### EXERCISE
Retype the text on Texas lien priorities for artisans, mechanics and removable improvements word for word, from first line to last.

### DOCUMENT EXCERPT
-=-=-

Individual artisans and mechanics are entitled to a preference to statutory retainage. Texas Property Code Sec. 53.104. A mechanic is generally defined as those that perform manual labor, while an artisan is generally defined as an individual skilled in a trade requiring manual dexterity (Black's Law Dictionary). After payment of the individual artisans and mechanics, other perfected lien claimants share proportionally in the balance of the retained funds. These individual artisans and mechanics, however, share equally with other lien claimants in available trapped funds.
Perfected mechanic's and materialman's liens are granted a preference over all other liens on improvements that can be removed without material injury to the land, pre-existing improvements, or improvements to be removed from the structure. This preference even extends to deeds of trust filed prior to the inception of the mechanic's lien. Texas Property Code Sec. 53.122; First National Bank v. Whirlpool Corp., 517 S.W.2d 109 (Tex. 1974). The courts, however, have held that a claimant cannot remove a removable unless it can be proven that the claimant furnished the removable that it seeks to remove, i.e., unless it can identify its materials. See Kaspar v. Cockrell-Riggens Lighting Co., 511 S.W.2d 109 (Tex. Civ. App.--Eastland 1974, no writ); Suburban Homes Lumber Co. v. Lomas & Nettleton Fin. Corp., 609 F.2d 1387 (5th Cir. 1980).
Thus, a lumber supplier cannot remove the air handling unit because the lumber supplier did not provide same. The original contractor, however, is entitled to remove all removables provided by it and its subcontractors and suppliers since the entirety of the construction was provided pursuant to his contract with the owner. See Sikes, Inc. v. L & N Consultants, Inc., 648 S.W.2d 386 (Tex. Civ. App.--Dallas 1983, writ ref'd n. r. e.). A lien as to such removables can only be foreclosed by the order of a court with competent jurisdiction. The claimant is not entitled to self-help repossession in regard to these items.

-=-=-

Named-object pointing items:
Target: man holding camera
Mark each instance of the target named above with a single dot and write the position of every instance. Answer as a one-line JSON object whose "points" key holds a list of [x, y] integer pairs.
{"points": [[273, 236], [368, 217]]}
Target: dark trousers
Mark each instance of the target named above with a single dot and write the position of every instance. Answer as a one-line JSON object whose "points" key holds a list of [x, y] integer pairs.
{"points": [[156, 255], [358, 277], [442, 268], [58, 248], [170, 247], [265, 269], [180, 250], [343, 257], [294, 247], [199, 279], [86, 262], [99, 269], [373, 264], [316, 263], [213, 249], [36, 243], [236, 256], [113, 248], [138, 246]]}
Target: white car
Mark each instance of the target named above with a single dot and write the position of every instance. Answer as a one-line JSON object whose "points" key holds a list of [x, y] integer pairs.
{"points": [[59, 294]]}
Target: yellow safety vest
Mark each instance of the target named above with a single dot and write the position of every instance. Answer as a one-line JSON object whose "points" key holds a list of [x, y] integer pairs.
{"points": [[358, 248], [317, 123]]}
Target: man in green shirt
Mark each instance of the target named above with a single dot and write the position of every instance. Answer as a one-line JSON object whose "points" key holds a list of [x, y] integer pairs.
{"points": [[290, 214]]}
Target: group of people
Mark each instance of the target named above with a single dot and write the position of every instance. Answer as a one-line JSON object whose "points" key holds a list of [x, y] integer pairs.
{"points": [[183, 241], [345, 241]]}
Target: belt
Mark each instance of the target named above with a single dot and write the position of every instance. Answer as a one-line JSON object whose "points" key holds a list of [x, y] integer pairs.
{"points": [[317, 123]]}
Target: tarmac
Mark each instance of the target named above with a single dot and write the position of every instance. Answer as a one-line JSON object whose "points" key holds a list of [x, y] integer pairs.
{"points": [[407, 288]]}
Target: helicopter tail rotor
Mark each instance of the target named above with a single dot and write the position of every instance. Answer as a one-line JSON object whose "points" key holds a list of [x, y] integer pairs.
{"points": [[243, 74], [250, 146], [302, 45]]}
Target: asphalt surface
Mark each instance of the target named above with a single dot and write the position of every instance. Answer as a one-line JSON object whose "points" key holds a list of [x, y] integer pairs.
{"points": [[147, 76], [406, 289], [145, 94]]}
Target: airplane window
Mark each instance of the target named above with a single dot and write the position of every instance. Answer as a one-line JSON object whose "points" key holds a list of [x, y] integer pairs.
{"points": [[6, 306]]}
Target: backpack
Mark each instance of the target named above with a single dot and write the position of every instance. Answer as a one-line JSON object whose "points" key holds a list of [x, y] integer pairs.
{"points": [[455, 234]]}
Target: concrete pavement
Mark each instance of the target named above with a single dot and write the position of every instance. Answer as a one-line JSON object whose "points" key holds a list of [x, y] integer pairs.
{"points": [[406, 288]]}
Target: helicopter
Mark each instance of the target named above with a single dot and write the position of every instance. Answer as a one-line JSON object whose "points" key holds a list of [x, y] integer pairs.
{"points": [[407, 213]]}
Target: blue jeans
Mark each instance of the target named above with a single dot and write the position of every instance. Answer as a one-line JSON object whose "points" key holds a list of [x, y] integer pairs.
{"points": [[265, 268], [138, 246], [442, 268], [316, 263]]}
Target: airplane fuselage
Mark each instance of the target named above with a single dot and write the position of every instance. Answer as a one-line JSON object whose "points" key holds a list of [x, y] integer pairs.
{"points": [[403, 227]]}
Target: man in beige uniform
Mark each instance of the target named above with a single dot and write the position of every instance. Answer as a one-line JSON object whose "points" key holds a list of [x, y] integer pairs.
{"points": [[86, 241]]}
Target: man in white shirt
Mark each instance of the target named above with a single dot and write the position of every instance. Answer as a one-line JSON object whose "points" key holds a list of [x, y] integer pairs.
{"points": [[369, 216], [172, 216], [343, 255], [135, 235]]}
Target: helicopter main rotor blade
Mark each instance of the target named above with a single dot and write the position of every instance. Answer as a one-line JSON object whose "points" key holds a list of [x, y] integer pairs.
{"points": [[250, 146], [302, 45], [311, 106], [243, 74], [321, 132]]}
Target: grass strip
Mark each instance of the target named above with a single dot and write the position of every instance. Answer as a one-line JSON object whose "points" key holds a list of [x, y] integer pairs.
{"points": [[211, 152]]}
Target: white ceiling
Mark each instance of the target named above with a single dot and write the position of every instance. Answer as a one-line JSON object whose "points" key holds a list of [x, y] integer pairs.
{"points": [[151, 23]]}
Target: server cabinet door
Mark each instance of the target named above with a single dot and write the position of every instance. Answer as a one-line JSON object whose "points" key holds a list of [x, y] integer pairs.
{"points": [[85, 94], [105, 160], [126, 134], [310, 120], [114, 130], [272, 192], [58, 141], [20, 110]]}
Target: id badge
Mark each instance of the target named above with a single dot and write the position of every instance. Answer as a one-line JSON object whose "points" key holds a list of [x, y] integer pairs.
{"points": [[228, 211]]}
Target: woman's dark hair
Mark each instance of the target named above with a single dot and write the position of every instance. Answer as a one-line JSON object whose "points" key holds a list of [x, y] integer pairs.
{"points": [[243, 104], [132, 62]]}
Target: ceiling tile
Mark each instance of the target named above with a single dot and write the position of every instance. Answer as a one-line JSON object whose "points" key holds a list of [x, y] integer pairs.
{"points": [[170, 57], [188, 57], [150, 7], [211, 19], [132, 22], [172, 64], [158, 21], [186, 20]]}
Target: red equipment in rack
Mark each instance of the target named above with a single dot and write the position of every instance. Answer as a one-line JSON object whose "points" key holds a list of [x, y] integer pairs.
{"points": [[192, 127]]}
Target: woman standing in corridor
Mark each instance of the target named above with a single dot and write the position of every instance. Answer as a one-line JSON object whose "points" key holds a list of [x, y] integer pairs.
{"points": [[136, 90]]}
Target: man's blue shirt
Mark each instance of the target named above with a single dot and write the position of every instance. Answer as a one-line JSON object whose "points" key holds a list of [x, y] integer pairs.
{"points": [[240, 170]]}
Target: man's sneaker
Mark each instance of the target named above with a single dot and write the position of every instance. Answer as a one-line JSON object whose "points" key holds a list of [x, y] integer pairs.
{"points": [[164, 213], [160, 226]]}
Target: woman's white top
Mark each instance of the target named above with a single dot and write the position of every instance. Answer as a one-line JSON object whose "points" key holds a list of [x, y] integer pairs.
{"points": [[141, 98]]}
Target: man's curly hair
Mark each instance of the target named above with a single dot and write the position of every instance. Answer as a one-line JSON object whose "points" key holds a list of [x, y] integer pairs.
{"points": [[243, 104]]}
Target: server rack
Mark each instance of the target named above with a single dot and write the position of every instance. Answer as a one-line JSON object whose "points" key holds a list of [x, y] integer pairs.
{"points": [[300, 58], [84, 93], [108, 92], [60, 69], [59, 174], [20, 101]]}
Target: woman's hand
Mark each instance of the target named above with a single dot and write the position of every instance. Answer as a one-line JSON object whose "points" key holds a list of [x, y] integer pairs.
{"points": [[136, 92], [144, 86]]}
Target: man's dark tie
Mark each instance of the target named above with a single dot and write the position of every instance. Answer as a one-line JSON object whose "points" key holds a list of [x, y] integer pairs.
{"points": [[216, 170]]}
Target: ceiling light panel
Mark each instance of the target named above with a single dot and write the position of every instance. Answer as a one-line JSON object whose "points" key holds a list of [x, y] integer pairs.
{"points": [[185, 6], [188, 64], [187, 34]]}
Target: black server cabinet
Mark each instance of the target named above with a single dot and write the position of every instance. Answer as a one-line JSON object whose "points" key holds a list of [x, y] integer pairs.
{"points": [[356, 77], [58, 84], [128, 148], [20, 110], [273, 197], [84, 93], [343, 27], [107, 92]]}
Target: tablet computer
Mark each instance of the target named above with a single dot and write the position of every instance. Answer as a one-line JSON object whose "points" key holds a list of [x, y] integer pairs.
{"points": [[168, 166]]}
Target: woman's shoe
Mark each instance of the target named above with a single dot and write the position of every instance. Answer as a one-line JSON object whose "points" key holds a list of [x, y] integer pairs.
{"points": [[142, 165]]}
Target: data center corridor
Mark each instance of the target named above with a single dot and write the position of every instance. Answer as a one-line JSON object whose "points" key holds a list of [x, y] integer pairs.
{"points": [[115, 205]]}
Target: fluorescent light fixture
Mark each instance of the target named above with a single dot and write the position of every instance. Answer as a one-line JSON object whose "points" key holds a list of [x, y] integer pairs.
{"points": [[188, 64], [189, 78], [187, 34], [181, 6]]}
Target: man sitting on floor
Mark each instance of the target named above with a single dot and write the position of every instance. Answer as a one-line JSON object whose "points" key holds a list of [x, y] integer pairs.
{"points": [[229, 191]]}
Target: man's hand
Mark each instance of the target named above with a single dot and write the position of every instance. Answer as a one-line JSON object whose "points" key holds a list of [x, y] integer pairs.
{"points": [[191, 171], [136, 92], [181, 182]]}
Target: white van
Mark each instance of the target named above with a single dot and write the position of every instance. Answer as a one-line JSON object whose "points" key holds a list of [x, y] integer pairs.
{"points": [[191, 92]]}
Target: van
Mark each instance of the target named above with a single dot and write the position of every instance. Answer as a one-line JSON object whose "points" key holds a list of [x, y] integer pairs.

-=-=-

### TASK SOLUTION
Individual artisans and mechanics are entitled to a preference to statutory retainage. Texas Property Code Sec. 53.104. A mechanic is generally defined as those that perform manual labor, while an artisan is generally defined as an individual skilled in a trade requiring manual dexterity (Black's Law Dictionary). After payment of the individual artisans and mechanics, other perfected lien claimants share proportionally in the balance of the retained funds. These individual artisans and mechanics, however, share equally with other lien claimants in available trapped funds.
Perfected mechanic's and materialman's liens are granted a preference over all other liens on improvements that can be removed without material injury to the land, pre-existing improvements, or improvements to be removed from the structure. This preference even extends to deeds of trust filed prior to the inception of the mechanic's lien. Texas Property Code Sec. 53.122; First National Bank v. Whirlpool Corp., 517 S.W.2d 109 (Tex. 1974). The courts, however, have held that a claimant cannot remove a removable unless it can be proven that the claimant furnished the removable that it seeks to remove, i.e., unless it can identify its materials. See Kaspar v. Cockrell-Riggens Lighting Co., 511 S.W.2d 109 (Tex. Civ. App.--Eastland 1974, no writ); Suburban Homes Lumber Co. v. Lomas & Nettleton Fin. Corp., 609 F.2d 1387 (5th Cir. 1980).
Thus, a lumber supplier cannot remove the air handling unit because the lumber supplier did not provide same. The original contractor, however, is entitled to remove all removables provided by it and its subcontractors and suppliers since the entirety of the construction was provided pursuant to his contract with the owner. See Sikes, Inc. v. L & N Consultants, Inc., 648 S.W.2d 386 (Tex. Civ. App.--Dallas 1983, writ ref'd n. r. e.). A lien as to such removables can only be foreclosed by the order of a court with competent jurisdiction. The claimant is not entitled to self-help repossession in regard to these items.